Text passage:
--- START ---

Drink of the Week: Mr. Pepper


Just as I’m writing this the mayor of Los Angeles has cleared the beaches and at least technically banned pretty much all types of social festivities (well, if you live alone, anyway), and fireworks displays of any kind. Nevertheless, no law yet known can take away my right to bear armaments that explode in my mouth. And that brings me to this year’s Independence Day drink that is both sweet and hot as you like it.

Mr. Pepper comes to us from the people behind Clyde May’s Alabama Whiskey. Before the booze fairy gifted me with a bottle, I knew that most bourbon was from Kentucky, some of the best ryes are from Pennsylvania, and Tennessee whiskey is also a thing and not just Jack Daniels. Now that I know Alabama whiskey is a thing, on the strength of my experience with Clyde May’s I’m willing to say that it’s a category worth exploring even if there doesn’t seem to be a lot of competition.

It seems that Clyde May was a ‘Bama moonshiner who came up with the idea of adding apples to the aging process of a bourbon type of whiskey. As brewed legally by his apparent descendants, this relatively new brand is definitely worth its $30+ price tag, especially if you’re looking for a whiskey that’s just a hair different but which also mixes as nicely as any of your better quality bourbons.

As for the Mr. Pepper created by some anonymous but clever mixologist, it fills a niche most people never asked for but they should have. A sweet-hot bloody Mary sour, sans the tomato. If that sounds like something you’d like to try then you definitely want to try this.

Mr. Pepper 

1 1/2 ounces whiskey (preferably Alabama style or bourbon)
3/4 ounce fresh lemon juice
3/4 ounce simple syrup
2-3 dashes hot sauce
2-3 dashes Worcestershire sauce

Put all of the ingredients in a cocktail shaker with a lot of ice and shake vigorously for as long as you can stand. Strain into a chilled cocktail. Sip and wait for the heat and spicy flavors to sneak up on your tastebuds like a teenager with an M-80.


I have to admit that I fell in love with the idea of this drink on paper but, in reality, it’s a tantalizer refresher of a pick-me-up/chill-me-out. As always, your choice of products will make a big difference.

--- END ---

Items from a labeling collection
--- START ---

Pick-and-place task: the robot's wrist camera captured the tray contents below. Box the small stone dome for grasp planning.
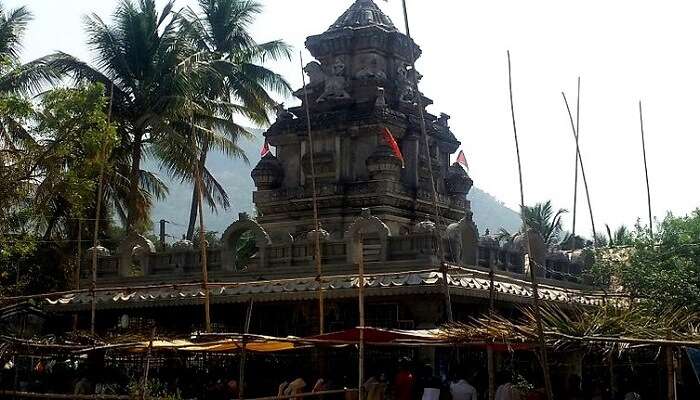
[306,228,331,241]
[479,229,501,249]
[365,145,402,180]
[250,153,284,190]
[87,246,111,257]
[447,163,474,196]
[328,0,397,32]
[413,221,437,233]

--- END ---
--- START ---

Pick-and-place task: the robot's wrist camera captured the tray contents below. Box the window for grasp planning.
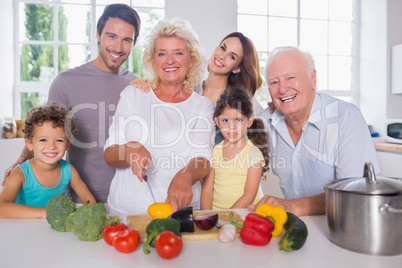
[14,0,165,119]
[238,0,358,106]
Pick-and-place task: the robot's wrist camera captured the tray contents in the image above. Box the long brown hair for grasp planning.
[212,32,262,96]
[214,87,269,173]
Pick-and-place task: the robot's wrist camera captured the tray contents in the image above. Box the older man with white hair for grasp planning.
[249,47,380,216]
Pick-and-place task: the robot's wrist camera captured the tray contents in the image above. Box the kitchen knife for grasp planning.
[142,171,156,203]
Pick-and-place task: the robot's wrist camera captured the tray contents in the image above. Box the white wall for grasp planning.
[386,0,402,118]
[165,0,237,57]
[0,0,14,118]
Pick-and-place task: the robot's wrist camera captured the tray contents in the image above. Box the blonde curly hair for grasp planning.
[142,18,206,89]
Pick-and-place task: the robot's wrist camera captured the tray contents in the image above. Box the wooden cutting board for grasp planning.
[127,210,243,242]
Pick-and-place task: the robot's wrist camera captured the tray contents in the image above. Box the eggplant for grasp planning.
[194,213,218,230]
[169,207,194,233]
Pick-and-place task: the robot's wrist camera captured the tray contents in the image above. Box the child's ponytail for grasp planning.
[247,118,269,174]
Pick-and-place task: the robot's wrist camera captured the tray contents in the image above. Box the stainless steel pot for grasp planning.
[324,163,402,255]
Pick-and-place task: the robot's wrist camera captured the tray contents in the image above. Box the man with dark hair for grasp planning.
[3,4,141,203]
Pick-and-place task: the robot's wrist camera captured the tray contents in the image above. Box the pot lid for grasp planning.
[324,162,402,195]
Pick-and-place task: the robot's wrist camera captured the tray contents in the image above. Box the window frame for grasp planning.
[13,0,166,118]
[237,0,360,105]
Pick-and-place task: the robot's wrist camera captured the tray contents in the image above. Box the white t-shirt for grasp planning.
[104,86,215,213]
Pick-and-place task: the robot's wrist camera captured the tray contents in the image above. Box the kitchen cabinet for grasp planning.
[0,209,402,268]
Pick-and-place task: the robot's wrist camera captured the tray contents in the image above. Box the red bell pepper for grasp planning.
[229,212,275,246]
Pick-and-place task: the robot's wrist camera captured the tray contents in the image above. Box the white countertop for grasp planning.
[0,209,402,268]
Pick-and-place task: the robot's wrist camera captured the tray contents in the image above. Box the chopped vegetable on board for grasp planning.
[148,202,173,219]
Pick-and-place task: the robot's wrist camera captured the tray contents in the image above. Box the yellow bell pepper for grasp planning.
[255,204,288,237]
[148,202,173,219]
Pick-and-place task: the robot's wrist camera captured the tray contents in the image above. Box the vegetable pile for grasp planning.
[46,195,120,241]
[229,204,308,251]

--- END ---

Task list:
A. According to the Mr. Pepper cocktail article, why is Clyde May's Alabama Whiskey "definitely worth its $30+ price tag"? Answer in one to three sentences.
B. Extend the Mr. Pepper cocktail article, picking up after its final paragraph.

Expected answers:
A. The article says the whiskey is worth the price especially for someone who wants a whiskey that is slightly different but still mixes as well as better-quality bourbons.

B.
Regular readers know that I love mixing it up with booze brands but cocktails do not live by alcohol alone and this week I got to play with a bunch of different hot sauces. My refrigerator nearly always plays host to several brands, both Louisiana and Mexican style, so it wasn’t hard and the drink leaves plenty of room for experimentation. In terms of what I can find at my local supermarkets, on the other hand, Lea & Perrin’s is pretty much the only quality Worcestershire, so I had to stick with that.

Crystal is an outstanding, budget-friendly brand and it was just about perfect. It’s more expensive and better-known cousin, Tabasco, had a more pronounced flavor. I also loved the ruling queen of Mexican hot sauces, Cholula, which had some richness to it. Also interesting was Tapatio, super-inexpensive and super ubiquitous here in Southern California, which brought some not entirely unwelcome enchilada flavor to the fiesta. Finally, I forgot to add the Worcestershire sauce once or twice — only slightly less awesome.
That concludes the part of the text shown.